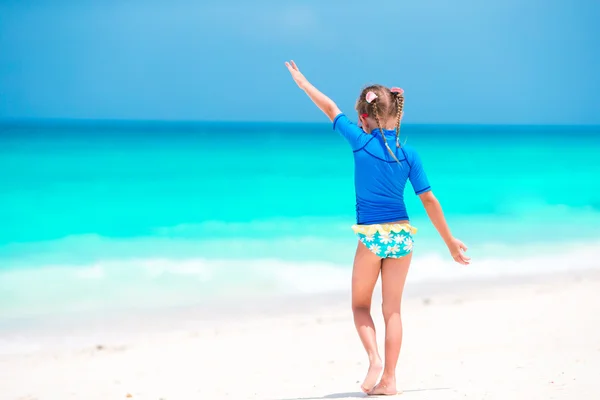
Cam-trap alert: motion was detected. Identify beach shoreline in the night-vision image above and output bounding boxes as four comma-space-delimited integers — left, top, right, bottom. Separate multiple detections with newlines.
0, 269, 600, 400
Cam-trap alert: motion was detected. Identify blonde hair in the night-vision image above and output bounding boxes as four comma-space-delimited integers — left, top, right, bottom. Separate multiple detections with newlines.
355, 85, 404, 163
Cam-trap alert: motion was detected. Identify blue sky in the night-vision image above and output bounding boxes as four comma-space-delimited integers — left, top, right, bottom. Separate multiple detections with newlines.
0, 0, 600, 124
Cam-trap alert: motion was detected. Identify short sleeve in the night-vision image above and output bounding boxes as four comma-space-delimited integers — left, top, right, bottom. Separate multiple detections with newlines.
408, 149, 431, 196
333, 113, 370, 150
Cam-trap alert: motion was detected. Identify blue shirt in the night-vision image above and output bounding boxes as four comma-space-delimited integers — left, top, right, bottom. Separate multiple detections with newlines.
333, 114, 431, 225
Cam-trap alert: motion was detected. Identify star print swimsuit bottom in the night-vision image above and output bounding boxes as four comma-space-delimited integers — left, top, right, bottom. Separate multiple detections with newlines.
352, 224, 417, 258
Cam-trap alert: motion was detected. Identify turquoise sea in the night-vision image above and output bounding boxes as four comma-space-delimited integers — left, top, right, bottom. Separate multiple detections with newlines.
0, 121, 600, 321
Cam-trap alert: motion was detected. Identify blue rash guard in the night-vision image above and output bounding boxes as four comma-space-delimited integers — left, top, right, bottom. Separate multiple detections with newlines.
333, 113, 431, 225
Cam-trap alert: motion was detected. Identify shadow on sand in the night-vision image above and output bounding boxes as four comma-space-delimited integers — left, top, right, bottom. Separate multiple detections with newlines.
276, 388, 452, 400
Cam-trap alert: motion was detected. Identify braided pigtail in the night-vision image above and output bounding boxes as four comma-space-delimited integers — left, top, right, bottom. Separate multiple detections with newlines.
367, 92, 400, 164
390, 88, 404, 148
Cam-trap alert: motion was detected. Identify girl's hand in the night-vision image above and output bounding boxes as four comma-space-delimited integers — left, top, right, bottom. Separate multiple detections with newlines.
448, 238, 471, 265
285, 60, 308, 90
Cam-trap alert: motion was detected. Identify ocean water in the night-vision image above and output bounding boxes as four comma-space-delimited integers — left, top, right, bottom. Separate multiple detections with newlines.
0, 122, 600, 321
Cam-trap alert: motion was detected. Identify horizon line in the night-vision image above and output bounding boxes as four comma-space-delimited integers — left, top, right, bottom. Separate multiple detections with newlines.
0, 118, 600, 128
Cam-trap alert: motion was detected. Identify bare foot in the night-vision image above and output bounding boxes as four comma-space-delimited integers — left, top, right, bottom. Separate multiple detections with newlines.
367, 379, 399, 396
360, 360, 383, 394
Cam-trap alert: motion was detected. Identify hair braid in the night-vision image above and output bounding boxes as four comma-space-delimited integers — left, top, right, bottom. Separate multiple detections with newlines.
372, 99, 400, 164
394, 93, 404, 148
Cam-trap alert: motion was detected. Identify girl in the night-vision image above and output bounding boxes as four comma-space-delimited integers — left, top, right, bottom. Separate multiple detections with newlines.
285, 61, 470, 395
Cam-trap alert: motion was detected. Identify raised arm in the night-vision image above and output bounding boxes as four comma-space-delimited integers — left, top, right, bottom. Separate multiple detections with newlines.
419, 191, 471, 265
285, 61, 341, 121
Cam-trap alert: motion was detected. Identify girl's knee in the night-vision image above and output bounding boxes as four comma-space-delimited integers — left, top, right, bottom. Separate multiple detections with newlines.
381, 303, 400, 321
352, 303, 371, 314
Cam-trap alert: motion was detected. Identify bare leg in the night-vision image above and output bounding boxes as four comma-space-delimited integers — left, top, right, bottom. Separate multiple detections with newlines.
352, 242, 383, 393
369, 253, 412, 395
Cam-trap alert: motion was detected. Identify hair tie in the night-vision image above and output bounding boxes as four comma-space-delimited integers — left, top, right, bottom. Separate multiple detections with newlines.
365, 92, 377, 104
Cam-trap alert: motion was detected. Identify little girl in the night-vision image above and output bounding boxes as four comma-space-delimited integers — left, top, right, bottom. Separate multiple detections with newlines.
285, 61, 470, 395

□ □ □ □

Exercise description
Recast every line of the entries above as a Markdown table with the columns "Row" and "Line," numbering the rows in order and omitting blank lines. Leave the pictures out.

Task result
| Row | Line |
|---|---|
| 1 | Cam-trap alert: motion was detected. Identify beach shoreline in the night-vision image above and output bounding boxes as four comma-space-delimited integers — left, top, right, bottom. Separate multiple detections with newlines. |
| 2 | 0, 269, 600, 400 |
| 3 | Cam-trap alert: motion was detected. Identify blonde hair in the night-vision image above and output bounding boxes as four comma-space-delimited integers — left, top, right, bottom. Separate multiple detections with newlines. |
| 4 | 355, 85, 404, 163 |
| 5 | Cam-trap alert: motion was detected. Identify blue sky in the night-vision image above and output bounding boxes as four comma-space-delimited integers — left, top, right, bottom. Separate multiple detections with newlines. |
| 6 | 0, 0, 600, 124 |
| 7 | Cam-trap alert: motion was detected. Identify short sleeve in the night-vision image above and output bounding boxes as four comma-space-delimited integers — left, top, right, bottom. Separate multiple detections with newlines. |
| 8 | 408, 149, 431, 196 |
| 9 | 333, 113, 370, 150 |
| 10 | Cam-trap alert: motion was detected. Identify blue shirt in the night-vision image above and output bounding boxes as four comma-space-delimited integers — left, top, right, bottom. Separate multiple detections with newlines. |
| 11 | 333, 114, 431, 225 |
| 12 | Cam-trap alert: motion was detected. Identify star print swimsuit bottom in the night-vision image above and output bounding boxes as four comma-space-delimited integers — left, top, right, bottom. Separate multiple detections with newlines. |
| 13 | 352, 224, 417, 258 |
| 14 | Cam-trap alert: motion was detected. Identify turquoise sea in the night-vision image above and output bounding boxes as four comma-space-delimited integers — left, top, right, bottom. Separate multiple detections with newlines. |
| 15 | 0, 121, 600, 321 |
| 16 | Cam-trap alert: motion was detected. Identify blue rash guard in the night-vision image above and output bounding boxes as four comma-space-delimited integers — left, top, right, bottom. Separate multiple detections with newlines. |
| 17 | 333, 113, 431, 225 |
| 18 | Cam-trap alert: motion was detected. Identify shadow on sand in the night-vision image above and output bounding boxes as four comma-space-delimited integers — left, top, right, bottom. Separate multiple detections with newlines. |
| 19 | 276, 388, 452, 400 |
| 20 | Cam-trap alert: motion was detected. Identify braided pigtail in the night-vision image above and output bounding boxes as four comma-space-delimited integers — left, top, right, bottom. Separate multiple detections with newlines. |
| 21 | 367, 92, 400, 164 |
| 22 | 390, 88, 404, 148 |
| 23 | Cam-trap alert: motion was detected. Identify girl's hand in the night-vision image above and output bounding boxes as four comma-space-delimited integers — left, top, right, bottom. Separate multiple detections with newlines. |
| 24 | 448, 238, 471, 265 |
| 25 | 285, 60, 308, 90 |
| 26 | Cam-trap alert: motion was detected. Identify ocean water in the night-vision image above and output bounding boxes as four comma-space-delimited integers — left, top, right, bottom. Separate multiple detections with newlines. |
| 27 | 0, 122, 600, 321 |
| 28 | Cam-trap alert: motion was detected. Identify horizon line in the night-vision image above and output bounding boxes as four comma-space-delimited integers — left, top, right, bottom. Separate multiple detections with newlines. |
| 29 | 0, 118, 600, 128 |
| 30 | Cam-trap alert: motion was detected. Identify bare foot in the night-vision image above and output bounding boxes as four comma-space-delimited integers — left, top, right, bottom. Separate multiple detections with newlines. |
| 31 | 367, 379, 399, 396 |
| 32 | 360, 360, 383, 394 |
| 33 | Cam-trap alert: motion was detected. Identify hair braid in the night-vision image above and output bounding boxes as four comma-space-delimited integers — left, top, right, bottom. Separate multiple detections with newlines. |
| 34 | 372, 99, 400, 164 |
| 35 | 394, 93, 404, 148 |
| 36 | Cam-trap alert: motion was detected. Identify girl in the night-vision image above and output bounding boxes as four comma-space-delimited integers — left, top, right, bottom. Separate multiple detections with newlines. |
| 37 | 285, 61, 470, 395 |
| 38 | Cam-trap alert: motion was detected. Identify raised arm in the night-vision image above and output bounding boxes as four comma-space-delimited integers — left, top, right, bottom. Separate multiple detections with newlines. |
| 39 | 419, 191, 471, 265 |
| 40 | 285, 61, 341, 121 |
| 41 | Cam-trap alert: motion was detected. Identify girl's knee in the night-vision image above and output bounding boxes as four comma-space-delimited integers — left, top, right, bottom. Separate multiple detections with newlines. |
| 42 | 381, 303, 400, 321 |
| 43 | 352, 303, 371, 314 |
| 44 | Cam-trap alert: motion was detected. Identify bare leg in the night-vision image above and output bounding boxes as four comma-space-delimited integers — left, top, right, bottom. Separate multiple detections with newlines. |
| 45 | 352, 242, 383, 393 |
| 46 | 369, 253, 412, 395 |
| 47 | Cam-trap alert: motion was detected. Identify hair tie in the night-vision image above and output bounding boxes as four comma-space-delimited integers — left, top, right, bottom. Separate multiple detections with newlines. |
| 48 | 365, 92, 377, 104 |
| 49 | Cam-trap alert: motion was detected. Identify little girl in the night-vision image above and output bounding boxes as four comma-space-delimited integers — left, top, right, bottom. Separate multiple detections with newlines. |
| 50 | 285, 61, 470, 395 |